ASSIGNMENT
The records that follow are to be repeated without alteration.
BEGIN PROVIDED RECORDS
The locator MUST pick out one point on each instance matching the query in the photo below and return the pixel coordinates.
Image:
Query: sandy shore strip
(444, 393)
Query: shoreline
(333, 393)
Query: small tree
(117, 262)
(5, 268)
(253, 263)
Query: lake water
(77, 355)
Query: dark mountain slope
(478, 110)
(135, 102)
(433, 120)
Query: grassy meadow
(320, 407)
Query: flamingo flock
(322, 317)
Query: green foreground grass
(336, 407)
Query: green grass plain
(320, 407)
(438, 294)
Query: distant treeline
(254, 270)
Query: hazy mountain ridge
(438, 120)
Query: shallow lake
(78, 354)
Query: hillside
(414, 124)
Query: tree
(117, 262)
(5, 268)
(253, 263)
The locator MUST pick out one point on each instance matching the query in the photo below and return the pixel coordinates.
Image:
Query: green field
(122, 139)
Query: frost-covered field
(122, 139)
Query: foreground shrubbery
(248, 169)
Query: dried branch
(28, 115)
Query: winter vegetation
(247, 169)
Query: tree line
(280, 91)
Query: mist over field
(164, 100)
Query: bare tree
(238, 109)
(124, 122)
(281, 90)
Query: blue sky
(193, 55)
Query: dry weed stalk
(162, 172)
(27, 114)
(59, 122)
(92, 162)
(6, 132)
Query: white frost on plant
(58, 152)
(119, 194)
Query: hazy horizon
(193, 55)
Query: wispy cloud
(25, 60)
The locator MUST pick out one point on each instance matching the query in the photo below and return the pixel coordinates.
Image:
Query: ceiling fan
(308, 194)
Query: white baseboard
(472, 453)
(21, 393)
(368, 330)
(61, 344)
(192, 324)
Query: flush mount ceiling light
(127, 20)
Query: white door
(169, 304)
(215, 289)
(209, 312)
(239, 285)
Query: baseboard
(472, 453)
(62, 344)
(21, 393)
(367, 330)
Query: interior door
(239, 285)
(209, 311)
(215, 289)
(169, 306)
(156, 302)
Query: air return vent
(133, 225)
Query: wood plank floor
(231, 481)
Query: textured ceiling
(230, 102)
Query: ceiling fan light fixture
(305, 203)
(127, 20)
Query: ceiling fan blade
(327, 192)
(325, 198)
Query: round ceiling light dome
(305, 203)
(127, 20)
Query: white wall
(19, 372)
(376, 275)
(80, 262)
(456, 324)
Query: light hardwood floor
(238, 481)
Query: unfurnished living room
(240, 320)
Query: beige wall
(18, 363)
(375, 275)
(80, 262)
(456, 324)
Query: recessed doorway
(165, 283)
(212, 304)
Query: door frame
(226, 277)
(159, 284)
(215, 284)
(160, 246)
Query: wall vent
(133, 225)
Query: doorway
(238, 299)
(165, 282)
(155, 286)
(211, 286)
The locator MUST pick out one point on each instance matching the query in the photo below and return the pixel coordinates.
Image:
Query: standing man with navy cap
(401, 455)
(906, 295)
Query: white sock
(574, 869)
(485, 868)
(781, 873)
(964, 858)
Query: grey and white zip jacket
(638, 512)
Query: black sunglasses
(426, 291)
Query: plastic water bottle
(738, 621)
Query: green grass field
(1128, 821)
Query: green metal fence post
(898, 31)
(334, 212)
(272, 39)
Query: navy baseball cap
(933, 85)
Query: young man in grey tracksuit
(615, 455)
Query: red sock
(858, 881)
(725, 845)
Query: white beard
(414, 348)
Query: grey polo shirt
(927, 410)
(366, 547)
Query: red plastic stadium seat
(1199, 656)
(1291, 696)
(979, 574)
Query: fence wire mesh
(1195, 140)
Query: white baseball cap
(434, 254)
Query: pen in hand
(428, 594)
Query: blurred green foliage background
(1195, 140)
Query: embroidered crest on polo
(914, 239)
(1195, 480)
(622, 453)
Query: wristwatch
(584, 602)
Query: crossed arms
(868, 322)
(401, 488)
END PROVIDED RECORDS
EXERCISE SOLUTION
The locator MUST pick out one point on each instance matching the query in the photo below and return the pixel coordinates.
Image:
Query: sandy shore strip
(444, 393)
Query: shoreline
(333, 393)
Query: small tree
(117, 262)
(5, 268)
(253, 263)
Query: lake water
(77, 355)
Query: dark mountain slope
(478, 110)
(135, 102)
(433, 120)
Query: grassy meadow
(320, 407)
Query: flamingo flock
(322, 317)
Query: green foreground grass
(336, 407)
Query: green grass plain
(320, 407)
(438, 294)
Query: distant treeline
(254, 270)
Query: hazy mountain ridge
(438, 120)
Query: shallow lake
(78, 354)
Query: hillside
(414, 124)
Query: tree
(117, 262)
(5, 268)
(253, 263)
The locator MUST pick out one point on each instance matching the query in the photo below and return the pixel coordinates.
Image:
Query: green field
(122, 139)
Query: frost-covered field
(122, 139)
Query: foreground shrubbery
(248, 169)
Query: dried branch
(28, 115)
Query: winter vegetation
(247, 169)
Query: tree line
(280, 91)
Query: mist over field
(164, 100)
Query: bare tree
(238, 109)
(124, 122)
(281, 90)
Query: blue sky
(193, 55)
Query: dry weed stalk
(162, 172)
(27, 114)
(59, 122)
(92, 162)
(6, 132)
Query: white frost on plant
(58, 152)
(119, 194)
Query: hazy horizon
(193, 55)
Query: wispy cloud
(25, 60)
The locator MUST pick out one point on each instance matching the query in the photo below and return the pixel coordinates.
Image:
Query: ceiling fan
(308, 194)
Query: white baseboard
(472, 453)
(21, 393)
(368, 330)
(61, 344)
(192, 324)
Query: flush mount ceiling light
(127, 20)
Query: white door
(169, 304)
(215, 289)
(209, 312)
(239, 285)
Query: baseboard
(472, 453)
(62, 344)
(21, 393)
(367, 330)
Query: interior door
(239, 285)
(209, 311)
(215, 289)
(169, 306)
(156, 302)
Query: air return vent
(133, 225)
Query: wood plank floor
(231, 481)
Query: textured ceiling
(230, 102)
Query: ceiling fan light fixture
(305, 203)
(127, 20)
Query: ceiling fan blade
(327, 192)
(325, 198)
Query: round ceiling light dome
(305, 203)
(127, 20)
Query: white wall
(19, 372)
(376, 275)
(80, 262)
(456, 324)
Query: light hardwood floor
(238, 481)
Query: unfurnished living room
(240, 320)
Query: beige wall
(18, 363)
(375, 275)
(80, 262)
(456, 324)
Query: recessed doorway
(165, 283)
(212, 304)
Query: door frame
(226, 277)
(159, 284)
(215, 284)
(160, 246)
Query: wall vent
(133, 225)
Query: doorway
(238, 299)
(165, 282)
(155, 286)
(211, 286)
The locator MUST pick out one point on each instance matching the query in the photo below and return the pixel coordinates.
Image:
Query: standing man with navy cap
(401, 455)
(906, 295)
Query: white sock
(574, 869)
(485, 868)
(781, 873)
(964, 858)
Query: grey and white zip jacket
(638, 512)
Query: black sunglasses
(426, 291)
Query: plastic water bottle
(738, 621)
Query: green grass field
(1128, 821)
Query: green metal fence post
(898, 31)
(334, 212)
(272, 39)
Query: navy baseball cap
(933, 85)
Query: young man in grey tracksuit
(615, 455)
Query: red sock
(858, 881)
(725, 845)
Query: white beard
(414, 348)
Query: grey polo shirt
(927, 410)
(366, 547)
Query: red plastic stadium seat
(1199, 656)
(1291, 696)
(979, 574)
Query: fence wire mesh
(1195, 140)
Query: white baseball cap
(434, 254)
Query: pen in hand
(428, 594)
Query: blurred green foliage background
(1195, 140)
Query: embroidered crest on polo
(914, 239)
(1195, 480)
(622, 453)
Query: wristwatch
(584, 602)
Query: crossed arms
(868, 322)
(401, 488)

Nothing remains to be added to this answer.